_Task brief_
Copy out every line of the records below, requests included. Multiply each point coordinate in the answers by 2.6 and round it to a whole number, rounding halves up.

_Provided data_

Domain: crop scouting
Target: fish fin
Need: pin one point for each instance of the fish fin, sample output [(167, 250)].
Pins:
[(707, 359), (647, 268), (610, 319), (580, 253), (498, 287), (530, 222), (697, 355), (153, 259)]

_Finished exercise_
Domain: crop scouting
Target: fish fin
Need: pin one point for each instance of the fish fin, sample output [(167, 250)].
Pins:
[(1838, 933), (1682, 697), (1586, 829), (1508, 658), (1295, 746), (1378, 577), (1812, 923), (398, 673)]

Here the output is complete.